# xoot's Avatar Café



## xoot (May 30, 2002)

This is a place where you sip some coffee while creating an avatar or waiting for an avatar to be created for you. The coffee here can have soy milk and extra flavor shots added.

So, let's get started! Who wants an avatar to be created for them?


----------



## macguy17 (May 30, 2002)

Can I be the bartender? Pleeeeeeeease?


----------



## xoot (May 30, 2002)

All right! 

Of course you can be the bartender! Give me a mocha with 25 eX flavor shots.


----------



## Trip (May 30, 2002)

I'm not asking for one, or waiting for one, just a question about one:

Is anybody opposed to me changing mine *again*?


----------



## xoot (May 30, 2002)

Not me. Can the café help you in any way with your new avatar?


----------



## Trip (May 30, 2002)

Uh...actually yes! Tell me if it's good or not, I'll upload it before I put it on in a second.


----------



## macguy17 (May 30, 2002)

Heres your mocha with 25 eX flavor shots xoot.
Personally Trip, I don't mind if you change your avatar Trip. I still kind of like the old one though. The one before Chimera I think it was.


----------



## phatsharpie (May 30, 2002)

Just bumbling through... Can I have a latte?


----------



## xoot (May 30, 2002)

Here is your latte and macguy's (for working here)


----------



## macguy17 (May 30, 2002)

_WHAT THIS EXERCISE ASKS_:
A – Please write out the entire Avatar Café forum thread word for word.
B – Count the lines in the rows that contain the string "below", and give only that number.

_INFORMATION PROVIDED_:
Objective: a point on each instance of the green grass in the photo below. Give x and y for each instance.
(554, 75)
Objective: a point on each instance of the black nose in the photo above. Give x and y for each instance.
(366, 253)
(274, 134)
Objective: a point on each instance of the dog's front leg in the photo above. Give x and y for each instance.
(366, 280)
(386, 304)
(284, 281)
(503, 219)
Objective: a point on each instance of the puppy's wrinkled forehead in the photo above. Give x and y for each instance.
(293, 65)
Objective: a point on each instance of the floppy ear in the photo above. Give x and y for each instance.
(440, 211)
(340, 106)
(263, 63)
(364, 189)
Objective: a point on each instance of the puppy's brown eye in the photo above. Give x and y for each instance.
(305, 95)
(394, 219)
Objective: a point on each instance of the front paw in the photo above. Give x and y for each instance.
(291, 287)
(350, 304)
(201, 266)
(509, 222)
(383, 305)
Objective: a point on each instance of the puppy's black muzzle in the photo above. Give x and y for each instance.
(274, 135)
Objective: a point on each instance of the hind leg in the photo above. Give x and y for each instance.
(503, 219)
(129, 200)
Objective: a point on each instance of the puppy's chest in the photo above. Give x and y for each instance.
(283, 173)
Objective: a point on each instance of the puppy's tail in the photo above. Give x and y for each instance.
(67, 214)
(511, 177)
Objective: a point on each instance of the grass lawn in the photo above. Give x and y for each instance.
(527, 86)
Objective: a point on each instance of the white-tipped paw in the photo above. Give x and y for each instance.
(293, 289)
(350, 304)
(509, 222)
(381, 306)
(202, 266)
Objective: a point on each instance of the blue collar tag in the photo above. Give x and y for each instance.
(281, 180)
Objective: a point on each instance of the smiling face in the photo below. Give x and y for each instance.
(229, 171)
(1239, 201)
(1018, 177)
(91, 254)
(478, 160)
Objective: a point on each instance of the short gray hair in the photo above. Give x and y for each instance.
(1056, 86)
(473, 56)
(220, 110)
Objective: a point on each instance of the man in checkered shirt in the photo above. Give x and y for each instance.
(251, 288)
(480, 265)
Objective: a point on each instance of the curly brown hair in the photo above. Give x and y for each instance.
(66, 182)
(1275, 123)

_SOLUTION SET_:
A –
# xoot's Avatar Café



## xoot (May 30, 2002)

This is a place where you sip some coffee while creating an avatar or waiting for an avatar to be created for you. The coffee here can have soy milk and extra flavor shots added.

So, let's get started! Who wants an avatar to be created for them?


----------



## macguy17 (May 30, 2002)

Can I be the bartender? Pleeeeeeeease?


----------



## xoot (May 30, 2002)

All right! 

Of course you can be the bartender! Give me a mocha with 25 eX flavor shots.


----------



## Trip (May 30, 2002)

I'm not asking for one, or waiting for one, just a question about one:

Is anybody opposed to me changing mine *again*?


----------



## xoot (May 30, 2002)

Not me. Can the café help you in any way with your new avatar?


----------



## Trip (May 30, 2002)

Uh...actually yes! Tell me if it's good or not, I'll upload it before I put it on in a second.


----------



## macguy17 (May 30, 2002)

Heres your mocha with 25 eX flavor shots xoot.
Personally Trip, I don't mind if you change your avatar Trip. I still kind of like the old one though. The one before Chimera I think it was.


----------



## phatsharpie (May 30, 2002)

Just bumbling through... Can I have a latte?


----------



## xoot (May 30, 2002)

Here is your latte and macguy's (for working here)


----------



## macguy17 (May 30, 2002)

B – 2